(Bloc de texte)
=-=-=-=-=

A 10 jours de la compétition, faute d’enneigement suffisant, la station savoyarde – hôte de l’événement pour la 5e fois – a mis en œuvre un processus d’acheminement de neige depuis sa réserve de snowfarming jusqu’au stade Sylvie Becaert qui l’accueille. Un choix qui a un fort coût environnemental, dont nous parle Valérie Paumier de l’association Résilience Montagne, co-signataire d’un communiqué dénonçant ces pratiques.
Pouvez-vous nous expliquer ce qui se passe au Grand Bornand en ce moment ?
On assiste à un ballet de camions ces jours-ci, qui transportent de la neige issue du « snow farming », [pratique qui consiste à stocker de la neige naturelle et/ou artificielle ndlr] afin que la coupe du monde de biathlon ait bien lieu du 12 au 18 décembre, un événement organisé dans une station située à 930 m d’altitude ![…] En ce qui concerne le Grand Bornand, le stock de neige se situe au Chinaillon [à 1400m d’altitude ndlr]. Un trou gigantesque y a été creusé pour y conserver de la neige en masse produite l’année dernière lorsque les températures le permettaient. Puis ce stock a été recouvert de sciure et de bâches afin de le protéger de la chaleur. Il est vrai qu’on arrive bien à garder la neige, la perte est d’environ 20% à 30%. Mais ensuite il faut la transporter. Sur place, un habitant a pu compter à sa fenêtre : « en un quart d’heure, « 17 camions montant et descendant la neige ». Ce qui ferait donc 68 camions par heure. S’ils travaillent sur 8 heures, cela pourrait faire jusqu’à 544 trajets Grand-Bornand-Chinaillon par jour.
Il y a donc deux problèmes, celui du snowfarming, et celui de son transport.

=-=-=-=-=

(Consigne) Recopiez à l'identique, dans l'entretien sur la neige du Grand Bornand, le passage allant de « A 10 jours de » jusqu'à « dénonçant ces pratiques. » inclus.

(Pointage d'objets sur photos)
=-=-=-=-=

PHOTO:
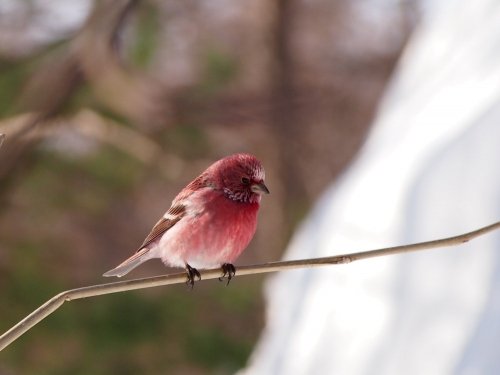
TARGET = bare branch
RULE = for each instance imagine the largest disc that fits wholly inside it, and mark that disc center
(96, 290)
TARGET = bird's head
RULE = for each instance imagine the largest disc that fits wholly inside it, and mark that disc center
(241, 178)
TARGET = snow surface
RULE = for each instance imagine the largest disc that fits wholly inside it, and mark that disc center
(430, 169)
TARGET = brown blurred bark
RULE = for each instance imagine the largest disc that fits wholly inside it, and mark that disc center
(92, 58)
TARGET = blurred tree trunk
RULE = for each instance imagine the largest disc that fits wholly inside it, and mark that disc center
(285, 119)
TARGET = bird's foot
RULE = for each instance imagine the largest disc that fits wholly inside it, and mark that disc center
(228, 270)
(191, 274)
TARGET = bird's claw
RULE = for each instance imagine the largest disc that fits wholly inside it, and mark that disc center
(228, 270)
(191, 274)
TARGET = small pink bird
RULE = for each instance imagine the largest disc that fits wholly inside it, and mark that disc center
(210, 222)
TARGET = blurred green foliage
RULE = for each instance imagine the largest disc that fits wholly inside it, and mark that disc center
(166, 330)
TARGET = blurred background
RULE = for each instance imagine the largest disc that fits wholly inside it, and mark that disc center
(111, 107)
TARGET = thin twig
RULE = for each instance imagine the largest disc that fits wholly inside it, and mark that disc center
(96, 290)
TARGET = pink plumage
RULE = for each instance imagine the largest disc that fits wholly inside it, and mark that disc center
(210, 222)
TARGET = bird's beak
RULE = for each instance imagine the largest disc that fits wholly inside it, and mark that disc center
(259, 188)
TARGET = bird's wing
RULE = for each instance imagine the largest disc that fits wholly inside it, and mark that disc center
(172, 217)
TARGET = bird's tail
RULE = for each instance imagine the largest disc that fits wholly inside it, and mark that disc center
(129, 264)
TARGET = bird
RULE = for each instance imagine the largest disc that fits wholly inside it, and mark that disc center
(209, 223)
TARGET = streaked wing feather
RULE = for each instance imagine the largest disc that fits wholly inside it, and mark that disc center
(175, 213)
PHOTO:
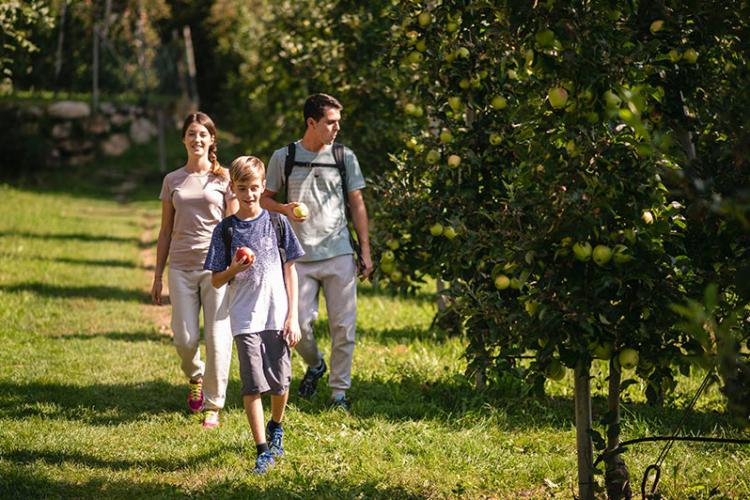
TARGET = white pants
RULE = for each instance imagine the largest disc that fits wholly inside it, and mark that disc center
(337, 276)
(188, 292)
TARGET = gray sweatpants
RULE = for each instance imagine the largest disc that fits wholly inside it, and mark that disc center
(189, 291)
(337, 277)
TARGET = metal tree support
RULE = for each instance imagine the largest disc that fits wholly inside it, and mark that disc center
(584, 446)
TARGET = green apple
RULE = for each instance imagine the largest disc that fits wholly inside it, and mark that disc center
(601, 255)
(301, 211)
(531, 306)
(690, 56)
(628, 358)
(601, 350)
(545, 38)
(558, 97)
(424, 19)
(620, 255)
(388, 256)
(582, 250)
(555, 370)
(455, 103)
(433, 156)
(415, 57)
(499, 102)
(387, 267)
(502, 282)
(612, 100)
(656, 26)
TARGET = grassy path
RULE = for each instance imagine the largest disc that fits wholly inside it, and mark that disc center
(92, 401)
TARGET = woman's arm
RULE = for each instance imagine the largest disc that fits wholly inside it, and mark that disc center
(162, 248)
(292, 332)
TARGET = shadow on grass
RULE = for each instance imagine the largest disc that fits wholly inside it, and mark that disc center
(97, 404)
(419, 297)
(19, 483)
(454, 403)
(91, 262)
(85, 237)
(78, 292)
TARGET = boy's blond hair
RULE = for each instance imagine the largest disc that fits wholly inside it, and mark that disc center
(246, 168)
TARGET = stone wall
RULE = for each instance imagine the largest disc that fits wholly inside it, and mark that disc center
(61, 133)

=-=-=-=-=

(Réponse écrite)
A 10 jours de la compétition, faute d’enneigement suffisant, la station savoyarde – hôte de l’événement pour la 5e fois – a mis en œuvre un processus d’acheminement de neige depuis sa réserve de snowfarming jusqu’au stade Sylvie Becaert qui l’accueille. Un choix qui a un fort coût environnemental, dont nous parle Valérie Paumier de l’association Résilience Montagne, co-signataire d’un communiqué dénonçant ces pratiques.